** Tarea a realizar **
¿Puedes prolongar el texto sobre Nathan Mayer Rothschild y la fortuna de su familia a partir de su última frase?

** Texto propuesto **
* * *

Que Nathan Mayer Rothschild, nacido en 1777, enviaba información financiera con palomas no es una leyenda: está demostrado y documentado. El archivo de la mítica dinastía de banqueros alberga un par de cartas diminutas, de 8 x 5 centímetros, con las marcas de los pliegues efectuados en su día para encajar el documento en el diminuto recipiente que portaba el ave.
Casi dos siglos antes de que echara a rodar internet, Rothschild era el más rápido de los empresarios transmitiendo información. Esa habilidad le hizo rico, a él y a la gran mayoría de sus descendientes. Hoy, 184 años después de su muerte, la saga familiar está dividida en distintas patas, pero todas acaudaladas. Y aunque los Rothschild fueron diversificando sus negocios con el avance del tiempo, se mantuvieron fieles a la práctica que prendió la chispa de la fortuna: el asesoramiento financiero de los más poderosos.

* * *

Registros del conjunto de datos:
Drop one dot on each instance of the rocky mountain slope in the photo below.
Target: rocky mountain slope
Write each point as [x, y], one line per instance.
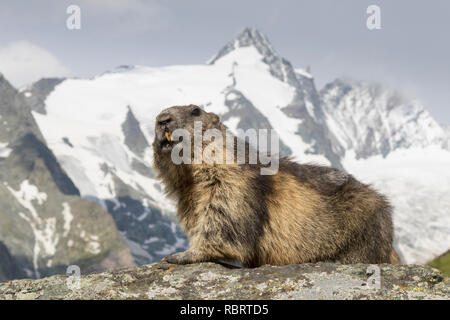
[100, 130]
[44, 224]
[213, 281]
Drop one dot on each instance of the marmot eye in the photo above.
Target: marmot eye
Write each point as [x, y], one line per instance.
[195, 112]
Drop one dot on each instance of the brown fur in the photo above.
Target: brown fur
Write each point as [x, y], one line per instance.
[304, 213]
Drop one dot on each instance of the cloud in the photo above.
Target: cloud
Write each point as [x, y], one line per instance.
[122, 17]
[23, 63]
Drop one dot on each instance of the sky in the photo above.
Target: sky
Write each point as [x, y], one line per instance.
[411, 51]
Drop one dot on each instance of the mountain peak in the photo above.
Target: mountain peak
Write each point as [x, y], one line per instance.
[249, 37]
[252, 37]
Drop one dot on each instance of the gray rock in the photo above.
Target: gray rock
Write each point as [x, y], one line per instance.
[214, 281]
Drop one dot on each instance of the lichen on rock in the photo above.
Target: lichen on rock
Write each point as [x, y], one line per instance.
[214, 281]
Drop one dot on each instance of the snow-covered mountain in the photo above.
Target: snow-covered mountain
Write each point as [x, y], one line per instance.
[100, 130]
[45, 225]
[393, 142]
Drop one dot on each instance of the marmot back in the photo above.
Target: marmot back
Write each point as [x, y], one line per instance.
[303, 213]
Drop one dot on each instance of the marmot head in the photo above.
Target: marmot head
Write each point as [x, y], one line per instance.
[181, 117]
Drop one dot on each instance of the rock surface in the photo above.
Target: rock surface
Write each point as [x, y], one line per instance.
[214, 281]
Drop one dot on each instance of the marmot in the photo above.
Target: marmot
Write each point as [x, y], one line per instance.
[303, 213]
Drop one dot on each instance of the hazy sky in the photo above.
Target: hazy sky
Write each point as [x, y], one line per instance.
[411, 52]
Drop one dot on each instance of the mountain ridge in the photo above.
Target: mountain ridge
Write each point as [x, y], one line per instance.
[250, 86]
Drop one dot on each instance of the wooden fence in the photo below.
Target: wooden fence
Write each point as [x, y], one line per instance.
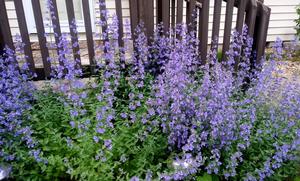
[253, 13]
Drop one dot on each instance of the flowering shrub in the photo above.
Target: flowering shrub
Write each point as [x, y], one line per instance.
[157, 114]
[298, 20]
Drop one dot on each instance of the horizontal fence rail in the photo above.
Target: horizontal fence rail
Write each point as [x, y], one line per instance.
[170, 13]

* * *

** Respuesta a la tarea **
Nathan Mayer Rothschild no es el primer eslabón de la dinastía. Lo fue su abuelo, Amschel Moses Bauer, criado en el barrio judío de Fráncfort, en una familia de orfebres. Creció en la segunda mitad del siglo XVII con poco dinero, pero con una destreza especial para ganar dinero… a base de cambiarlo de manos. Instaló una casa de cambios para comprar y vender monedas, que heredaría uno de sus hijos, Mayer Amschel Rothschild. Fue él quien puso los cimientos de la futura saga, multiplicando por varios ceros la facturación de su padre. ¿El secreto? Su habilidad para el negocio y, sobre todo, para hacer contactos.
Le fue tan bien que acabó asesorando a empresarios y a gobernantes, empezando por el príncipe -y futuro emperador- Guillermo I de Prusia. Sus cinco hijos varones llevaban en los genes el modus operandi. También la misión de agrandar las arcas familiares, explotando lo que tan bien sabían hacer: intercambiar divisas, comprar y vender lingotes y monedas de oro, lograr financiación, aconsejar a quienes tenían mucho dinero y querían mas.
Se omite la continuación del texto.